━━━ Document text

6. If a narcissist is hurting you, stay away from them.

Remember, a healthy relationship is two-sided. It’s about mutual respect and it’s based on give and take. But any kind of relationship with a narcissist is likely to be the contrary, it’s about making the narcissist happy and constantly supporting them. A relationship like this will only weigh you down and is unhealthy for your growth.

7. Set a boundary and always keep it.

If you’re setting a boundary, you have to be willing to keep it. When a narcissist sees that you’re trying to take back control of your life, they will try to test your limits, it’s just their instinct to do it.

Be prepared that your boundary will be challenged. Make your boundary clear, have all the actions needed to be taken in your mind.

━━━━━━

Complete the following.
1) From the text on dealing with a narcissist, list each thing it says a healthy relationship is.
2) Extend the text on dealing with a narcissist, starting after its last sentence.

━━━ Recorded data

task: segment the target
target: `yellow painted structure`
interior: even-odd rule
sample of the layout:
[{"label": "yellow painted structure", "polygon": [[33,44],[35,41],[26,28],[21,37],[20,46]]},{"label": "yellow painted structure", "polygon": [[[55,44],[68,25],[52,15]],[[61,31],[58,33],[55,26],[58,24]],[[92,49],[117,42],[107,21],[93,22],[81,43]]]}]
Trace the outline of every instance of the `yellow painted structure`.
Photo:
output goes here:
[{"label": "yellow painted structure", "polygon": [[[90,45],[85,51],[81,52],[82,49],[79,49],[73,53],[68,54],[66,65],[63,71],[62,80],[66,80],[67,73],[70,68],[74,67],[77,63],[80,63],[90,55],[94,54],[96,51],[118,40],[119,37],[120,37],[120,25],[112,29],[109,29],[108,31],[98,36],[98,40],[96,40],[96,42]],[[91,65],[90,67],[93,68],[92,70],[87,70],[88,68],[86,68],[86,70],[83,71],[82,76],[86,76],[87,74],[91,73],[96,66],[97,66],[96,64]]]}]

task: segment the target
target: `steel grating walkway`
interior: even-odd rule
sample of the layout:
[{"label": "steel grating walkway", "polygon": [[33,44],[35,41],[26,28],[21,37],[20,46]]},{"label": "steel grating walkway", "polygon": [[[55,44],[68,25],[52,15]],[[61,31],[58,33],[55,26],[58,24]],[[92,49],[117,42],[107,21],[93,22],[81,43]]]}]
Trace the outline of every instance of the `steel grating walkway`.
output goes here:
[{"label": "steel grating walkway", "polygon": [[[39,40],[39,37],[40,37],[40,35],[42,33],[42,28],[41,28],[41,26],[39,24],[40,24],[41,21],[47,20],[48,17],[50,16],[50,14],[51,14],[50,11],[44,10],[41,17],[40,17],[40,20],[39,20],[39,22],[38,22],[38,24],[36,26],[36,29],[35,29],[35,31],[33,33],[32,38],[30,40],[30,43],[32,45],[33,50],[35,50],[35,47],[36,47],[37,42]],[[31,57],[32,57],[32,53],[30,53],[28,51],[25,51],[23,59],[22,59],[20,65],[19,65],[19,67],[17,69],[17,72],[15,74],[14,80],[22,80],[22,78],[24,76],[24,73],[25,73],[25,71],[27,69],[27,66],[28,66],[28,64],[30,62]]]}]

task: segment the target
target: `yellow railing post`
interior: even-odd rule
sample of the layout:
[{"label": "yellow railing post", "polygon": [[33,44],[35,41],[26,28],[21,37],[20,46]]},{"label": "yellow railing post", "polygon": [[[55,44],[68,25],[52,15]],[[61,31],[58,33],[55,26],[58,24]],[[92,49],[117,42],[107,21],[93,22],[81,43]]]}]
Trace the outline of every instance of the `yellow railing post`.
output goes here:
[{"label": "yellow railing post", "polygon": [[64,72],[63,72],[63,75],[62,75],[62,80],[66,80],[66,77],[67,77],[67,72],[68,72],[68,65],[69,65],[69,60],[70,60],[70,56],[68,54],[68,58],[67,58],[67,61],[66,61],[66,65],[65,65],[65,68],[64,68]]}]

━━━━━━

Numbered answers.
1)
- two-sided
- about mutual respect
- based on give and take

2)
For example, if you have decided to stop communicating with them, they will likely to show up in front of you just to talk to you. Be brave enough to keep your boundary, don’t back down and get close to them again; or else they will not take your boundary seriously any more.

8. Learn when to walk away.

When a narcissist starts to make you feel uncomfortable and doubt about yourself, it’s time to pick yourself up and give yourself enough respect to just walk away from them.

If you’re in love with a narcissist, you should seriously think about ending the relationship and move on for a better life. If the narcissist is your family member, you don’t have to be cruel to them, but it’s better to keep distance from them.